● 阅读节选:
__________

针对每一个数值型特征值作图分析判断，并删除特征离群的对象。

1 2	29189 lines before drop 28074 lines after drop

删除数值型离群点，剩下28074个样本。

特征分类

特征可以分为二值特征、连续特征、枚举特征。

二值特征
主要是0/1特征，即特征只取两种值：0或者1
连续值特征
取值为有理数的特征，特征取值个数不定，例如距离特征，特征取值为是0~正无穷。
枚举值特征
主要是特征有固定个数个可能值，例如今天周几，只有7个可能值：周1，周2，…，周日。

这块内容主要是特征转换,本文涉及以下几种转换情况：

非二值特征转换为二值特征
检查所有特征值的分布，若出现频率最高的值占该特征所有取值情况高达50%，那么就可以将该特征转换为二值特征。
连续值特征转换为枚举特征
当连续值特征的取值范围过小时，可将每个值单独作为一类，即将连续值特征转换为枚举特征。

"""-----------------------筛选二值特征--开始------------------"""
ratio_threshold = 0.5
binarized_features = []
binarized_features_most_freq_value = []

for f in train_master.columns:
    if f in ['target']:
        continue
    not_null_sum = (train_master[f].notnull()).sum()
    most_count = pd.value_counts(train_master[f], ascending=False).iloc[0]
    most_value = pd.value_counts(train_master[f], ascending=False).index[0]
    ratio = most_count / not_null_sum
    
    if ratio > ratio_threshold:
        binarized_features.append(f)
        binarized_features_most_freq_value.append(most_value)

__________

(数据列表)
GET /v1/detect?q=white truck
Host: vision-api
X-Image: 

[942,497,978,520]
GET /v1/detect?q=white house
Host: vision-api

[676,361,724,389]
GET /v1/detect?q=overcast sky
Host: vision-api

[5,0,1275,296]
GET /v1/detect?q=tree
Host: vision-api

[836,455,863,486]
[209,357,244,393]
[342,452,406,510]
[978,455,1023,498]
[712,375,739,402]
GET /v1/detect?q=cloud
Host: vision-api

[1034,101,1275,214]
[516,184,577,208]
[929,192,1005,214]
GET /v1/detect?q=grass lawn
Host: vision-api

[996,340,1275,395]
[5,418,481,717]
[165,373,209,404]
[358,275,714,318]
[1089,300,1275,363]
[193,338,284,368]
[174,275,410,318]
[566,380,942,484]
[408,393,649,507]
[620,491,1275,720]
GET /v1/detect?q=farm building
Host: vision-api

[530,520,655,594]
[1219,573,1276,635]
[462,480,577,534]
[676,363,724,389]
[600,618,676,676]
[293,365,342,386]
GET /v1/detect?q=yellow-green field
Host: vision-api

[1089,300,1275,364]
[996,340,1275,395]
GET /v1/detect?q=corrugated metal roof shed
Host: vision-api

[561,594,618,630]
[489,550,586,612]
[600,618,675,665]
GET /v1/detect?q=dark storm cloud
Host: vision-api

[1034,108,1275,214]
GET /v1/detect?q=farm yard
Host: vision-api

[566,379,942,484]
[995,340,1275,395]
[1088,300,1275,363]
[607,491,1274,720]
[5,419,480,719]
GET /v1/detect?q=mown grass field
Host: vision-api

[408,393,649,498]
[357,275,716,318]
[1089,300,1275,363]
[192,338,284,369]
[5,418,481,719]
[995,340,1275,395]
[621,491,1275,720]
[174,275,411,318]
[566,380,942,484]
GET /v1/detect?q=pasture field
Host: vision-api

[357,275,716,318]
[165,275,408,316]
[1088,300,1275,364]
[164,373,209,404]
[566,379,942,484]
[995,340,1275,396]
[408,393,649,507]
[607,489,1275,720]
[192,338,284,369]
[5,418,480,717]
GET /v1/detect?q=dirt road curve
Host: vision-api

__________

● 书面题目 1:
根据节选，判断下列说法是否相符，每项回答“是”或“否”，并原样引用节选中起决定作用的文字：(a) 删除数值型离群点后剩下28074个样本；(b) 枚举值特征的取值个数不定；(c) 代码把 ratio_threshold 设为0.5。
● 书面题目 2:
改写列表中从含有“GET /v1/detect?q=cloud”的那一行到含有“[5,419,480,719]”的那一行（首尾两行都算在内），把其中的“vision-api”换成“vision-gateway”，其余内容一律不变，只输出这一段。
节选与列表各自独立，彼此没有关联。

● 完整解答 1:
(a) 是。“删除数值型离群点，剩下28074个样本。”
(b) 否。“主要是特征有固定个数个可能值”
(c) 是。“ratio_threshold = 0.5”

● 完整解答 2:
GET /v1/detect?q=cloud
Host: vision-gateway

[1034,101,1275,214]
[516,184,577,208]
[929,192,1005,214]
GET /v1/detect?q=grass lawn
Host: vision-gateway

[996,340,1275,395]
[5,418,481,717]
[165,373,209,404]
[358,275,714,318]
[1089,300,1275,363]
[193,338,284,368]
[174,275,410,318]
[566,380,942,484]
[408,393,649,507]
[620,491,1275,720]
GET /v1/detect?q=farm building
Host: vision-gateway

[530,520,655,594]
[1219,573,1276,635]
[462,480,577,534]
[676,363,724,389]
[600,618,676,676]
[293,365,342,386]
GET /v1/detect?q=yellow-green field
Host: vision-gateway

[1089,300,1275,364]
[996,340,1275,395]
GET /v1/detect?q=corrugated metal roof shed
Host: vision-gateway

[561,594,618,630]
[489,550,586,612]
[600,618,675,665]
GET /v1/detect?q=dark storm cloud
Host: vision-gateway

[1034,108,1275,214]
GET /v1/detect?q=farm yard
Host: vision-gateway

[566,379,942,484]
[995,340,1275,395]
[1088,300,1275,363]
[607,491,1274,720]
[5,419,480,719]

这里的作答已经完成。